-- start SOURCE PASSAGE --

Portfolio hedging is a form of insurance to protect your portfolio from a deep draw-down in the event of a steep market fall. With equities hitting all time highs in this bullish market and demanding sky high valuations there is a sense of caution that we are veering into a bubble territory.
Nifty Market – High Valuations?
Price to earnings (P/E) ratio is a widely used valuation metric by the investors. A lower PE ratio means the stocks are cheaper and higher PE ratio means stocks are expensive. Here, we will take a look at the PE ratio of Nifty index to get a general sense of market valuations. Nifty PE ratio is obtained by dividing the total market cap of Nifty by weighted average earnings of stocks comprising the Nifty 50 index.
Here is the 20-day moving average (20DMA) chart of historical PE of Nifty.
The current 20DMA PE ratio of 27 was last observed on two occasions – during the bullish markets of dot-com bubble year of 2000 and prior to sub-prime crisis of 2008. On both these occasions, market has corrected steeply by eroding the market value by more than 50 percent in the following months.
Some say, this time its different. It may be true or may be not, we don’t know for sure. History is known to repeat itself more often than not and equity markets are no different. Instead of guessing and double guessing whether market will correct or not, its better to prepare for such an eventuality if it were to happen in coming months if not tomorrow.

-- end SOURCE PASSAGE --
-- start SUPPLIED INFORMATION --

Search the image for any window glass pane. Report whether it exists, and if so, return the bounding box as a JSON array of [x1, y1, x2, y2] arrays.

-- end SUPPLIED INFORMATION --

### DIRECTIVES
1/ Echo the passage on portfolio hedging word for word, starting with "Portfolio hedging is" and going on through "Market – High Valuations?".
2/ List each distinct number written in digits in the passage on portfolio hedging, once each, in the order it first appears.
3/ Summarize the passage on portfolio hedging in two sentences.

### ANSWERS TO EACH TASK
1/
Portfolio hedging is a form of insurance to protect your portfolio from a deep draw-down in the event of a steep market fall. With equities hitting all time highs in this bullish market and demanding sky high valuations there is a sense of caution that we are veering into a bubble territory.
Nifty Market – High Valuations?

2/ 50, 20, 27, 2000, 2008

3/ Portfolio hedging works as insurance against a deep draw-down in a steep market fall, and equities at all-time highs with sky-high valuations have raised fears of a bubble. The Nifty's 20-day moving average P/E ratio now stands at 27, a level last seen in 2000 and before the 2008 crisis, both times followed by declines of more than 50 percent, so it is better to prepare for a possible correction than to guess whether one will happen.